**Selected extract:**
##########

Now of course, as long as you’re talking about deficit reduction, it also might make sense to talk about long-run fiscal balance. I was saying over the summer that the Biden Administration should look at appointing some boring bipartisan commissions, with long-term deficit reduction as the big daddy of boring bipartisan commissions. Progressives have developed a kind of allergy to this subject both because they (rightly!) are annoyed that the deficit mania of 10 years ago hurt the economy, and also because it runs counter to their ambition for a dramatic expansion of the welfare state. But today’s situation is not the situation of 10 years ago, and at the moment there is no short-term path to dramatic expansion of the welfare state. Just because deficit hawks were wrong in the past doesn’t mean they are wrong now, and while the Fed almost certainly can cool the economy purely with interest rate hikes, that’s not the best way to do it. Americans have tons of extra money sloshing around, fueling continued spending and inflation. Some of those Americans are relatively well-off, and we should be targeting them with fiscal policy.

##########

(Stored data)
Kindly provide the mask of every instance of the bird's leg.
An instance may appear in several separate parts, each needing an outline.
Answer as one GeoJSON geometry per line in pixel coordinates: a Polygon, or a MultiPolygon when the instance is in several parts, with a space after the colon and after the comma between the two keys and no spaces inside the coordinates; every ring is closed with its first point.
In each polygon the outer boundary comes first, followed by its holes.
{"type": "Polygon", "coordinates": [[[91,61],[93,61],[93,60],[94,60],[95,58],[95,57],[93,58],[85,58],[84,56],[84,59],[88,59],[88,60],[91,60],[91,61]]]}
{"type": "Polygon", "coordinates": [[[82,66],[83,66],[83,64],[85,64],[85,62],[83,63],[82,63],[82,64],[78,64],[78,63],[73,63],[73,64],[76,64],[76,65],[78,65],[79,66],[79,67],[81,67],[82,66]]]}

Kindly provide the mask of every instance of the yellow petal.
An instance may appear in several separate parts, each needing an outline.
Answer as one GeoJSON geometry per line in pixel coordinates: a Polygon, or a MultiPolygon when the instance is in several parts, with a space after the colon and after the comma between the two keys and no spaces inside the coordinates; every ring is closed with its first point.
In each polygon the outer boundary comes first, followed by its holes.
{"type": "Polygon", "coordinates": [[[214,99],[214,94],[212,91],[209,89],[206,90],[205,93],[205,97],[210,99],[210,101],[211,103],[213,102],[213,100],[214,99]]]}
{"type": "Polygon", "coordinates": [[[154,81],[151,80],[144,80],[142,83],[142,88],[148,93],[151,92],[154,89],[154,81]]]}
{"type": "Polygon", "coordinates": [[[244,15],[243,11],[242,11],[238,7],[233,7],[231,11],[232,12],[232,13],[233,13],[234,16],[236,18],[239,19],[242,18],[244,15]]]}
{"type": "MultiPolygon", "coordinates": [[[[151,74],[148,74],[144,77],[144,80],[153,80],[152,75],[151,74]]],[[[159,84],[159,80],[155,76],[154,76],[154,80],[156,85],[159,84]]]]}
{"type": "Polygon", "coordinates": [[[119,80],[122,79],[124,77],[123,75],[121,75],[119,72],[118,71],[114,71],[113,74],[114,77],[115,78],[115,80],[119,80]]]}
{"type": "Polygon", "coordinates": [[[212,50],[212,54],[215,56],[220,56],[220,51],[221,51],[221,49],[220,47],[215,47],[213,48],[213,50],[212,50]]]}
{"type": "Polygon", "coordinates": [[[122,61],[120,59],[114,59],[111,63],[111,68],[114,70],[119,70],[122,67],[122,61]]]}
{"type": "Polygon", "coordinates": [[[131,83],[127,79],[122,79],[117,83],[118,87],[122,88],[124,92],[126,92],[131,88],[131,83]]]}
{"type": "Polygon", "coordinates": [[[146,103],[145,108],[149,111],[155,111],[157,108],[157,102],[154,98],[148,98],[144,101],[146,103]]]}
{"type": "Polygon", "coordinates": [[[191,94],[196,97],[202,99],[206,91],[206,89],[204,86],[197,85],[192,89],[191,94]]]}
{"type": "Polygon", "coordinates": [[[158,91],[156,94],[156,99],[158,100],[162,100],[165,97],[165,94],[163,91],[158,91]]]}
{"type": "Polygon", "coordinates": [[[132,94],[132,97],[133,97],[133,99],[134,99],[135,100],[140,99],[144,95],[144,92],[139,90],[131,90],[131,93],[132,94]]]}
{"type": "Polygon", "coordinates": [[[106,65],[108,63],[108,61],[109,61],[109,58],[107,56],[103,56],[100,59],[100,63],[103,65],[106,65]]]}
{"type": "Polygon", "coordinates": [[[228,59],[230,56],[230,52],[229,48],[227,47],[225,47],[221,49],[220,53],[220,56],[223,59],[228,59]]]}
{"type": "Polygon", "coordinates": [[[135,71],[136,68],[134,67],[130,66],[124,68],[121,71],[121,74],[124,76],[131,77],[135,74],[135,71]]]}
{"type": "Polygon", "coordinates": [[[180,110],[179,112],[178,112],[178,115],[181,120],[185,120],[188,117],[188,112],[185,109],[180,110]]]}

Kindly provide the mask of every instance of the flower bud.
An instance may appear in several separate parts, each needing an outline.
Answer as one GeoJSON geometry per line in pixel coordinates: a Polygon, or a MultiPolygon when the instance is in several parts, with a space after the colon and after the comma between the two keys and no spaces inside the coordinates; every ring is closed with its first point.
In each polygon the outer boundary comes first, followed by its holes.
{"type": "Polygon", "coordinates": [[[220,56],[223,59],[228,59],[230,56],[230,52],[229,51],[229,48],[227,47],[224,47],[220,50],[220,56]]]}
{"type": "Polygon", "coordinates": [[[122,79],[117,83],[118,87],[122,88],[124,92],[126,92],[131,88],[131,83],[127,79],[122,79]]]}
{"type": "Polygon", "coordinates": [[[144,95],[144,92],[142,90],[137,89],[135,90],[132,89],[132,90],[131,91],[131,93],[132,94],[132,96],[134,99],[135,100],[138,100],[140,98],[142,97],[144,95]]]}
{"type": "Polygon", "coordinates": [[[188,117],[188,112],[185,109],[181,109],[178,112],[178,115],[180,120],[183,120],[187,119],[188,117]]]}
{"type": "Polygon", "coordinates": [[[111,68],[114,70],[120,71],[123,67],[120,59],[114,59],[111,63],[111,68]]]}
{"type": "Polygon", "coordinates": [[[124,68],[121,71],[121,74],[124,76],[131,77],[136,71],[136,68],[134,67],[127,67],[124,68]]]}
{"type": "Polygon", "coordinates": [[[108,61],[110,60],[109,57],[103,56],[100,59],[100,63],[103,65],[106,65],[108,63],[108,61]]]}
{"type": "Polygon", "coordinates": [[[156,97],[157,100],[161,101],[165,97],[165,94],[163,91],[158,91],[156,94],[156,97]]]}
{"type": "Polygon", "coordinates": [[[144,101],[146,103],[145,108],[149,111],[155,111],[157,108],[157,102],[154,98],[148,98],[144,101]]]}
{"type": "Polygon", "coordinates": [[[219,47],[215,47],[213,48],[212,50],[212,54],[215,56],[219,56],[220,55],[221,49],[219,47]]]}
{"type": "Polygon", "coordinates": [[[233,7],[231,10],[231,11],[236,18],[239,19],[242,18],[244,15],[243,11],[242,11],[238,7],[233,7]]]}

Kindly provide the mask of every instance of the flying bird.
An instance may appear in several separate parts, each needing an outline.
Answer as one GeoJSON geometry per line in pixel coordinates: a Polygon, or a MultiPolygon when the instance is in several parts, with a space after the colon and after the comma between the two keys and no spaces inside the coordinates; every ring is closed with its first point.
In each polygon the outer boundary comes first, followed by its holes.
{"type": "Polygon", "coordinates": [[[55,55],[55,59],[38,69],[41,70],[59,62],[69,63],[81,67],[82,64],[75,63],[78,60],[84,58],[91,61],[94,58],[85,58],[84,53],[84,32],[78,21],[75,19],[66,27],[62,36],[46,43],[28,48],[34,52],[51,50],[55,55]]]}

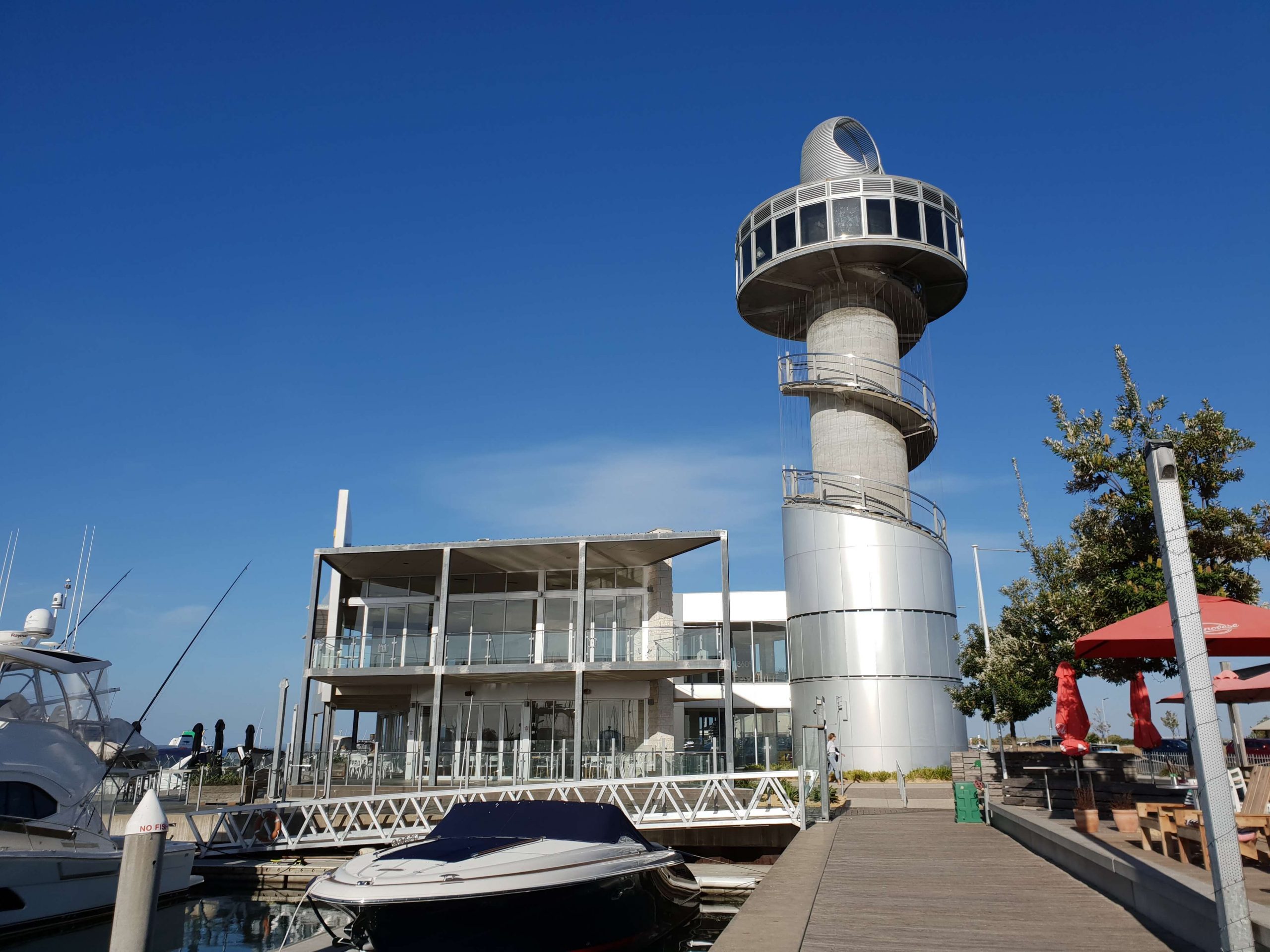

##########

**Work to complete:**
#1 Which government bodies and groups of people does the passage on deficit reduction name?
#2 According to the passage on deficit reduction, why have progressives developed an allergy to the subject of long-run fiscal balance?
#3 Continue the passage on deficit reduction and inflation from where it stops.

**Responses by item number:**
#1
- The Biden Administration
- Progressives
- Deficit hawks
- The Fed
- Americans, including relatively well-off Americans

#2 They are annoyed that the deficit mania of 10 years ago hurt the economy. The subject also runs counter to their ambition for a dramatic expansion of the welfare state.

#3
Vox cut my pay, but my prior year’s income had been too high to qualify for stimmies — we did get SNAP benefits because our kid attends a universal free lunch school.
I agree completely with the analysis. But there is exactly zero chance that any of this will happen, right?
Let us remember that it was very recently that Biden decided to do student loan forgiveness, which is the worst possible policy in current economic conditions (increases deficit, increases spending, bad distributional effects, no long term structural benefit).
He seems incapable of doing anything even remotely unpopular, and what Matt proposes would be *very* unpopular.
While I agree that now would actually be an appropriate time for austerity policies, I don’t think the politics will work out. Any policy that seeks to decrease the consumption of a significant enough portion of the electorate to affect inflation is going to be politically toxic. Just look at how we can’t even contemplate increasing taxes on anyone earning less than $400k/year.
I don’t think it matters what combination of tax increases and benefit decreases compose such an austerity policy. The simple fact that a non-trivial number of voters will see a proposal to decrease their spending power will lead to massive political blowback. I just don’t see how any politician could propose or support such a proposal without consigning themselves to future electoral defeat.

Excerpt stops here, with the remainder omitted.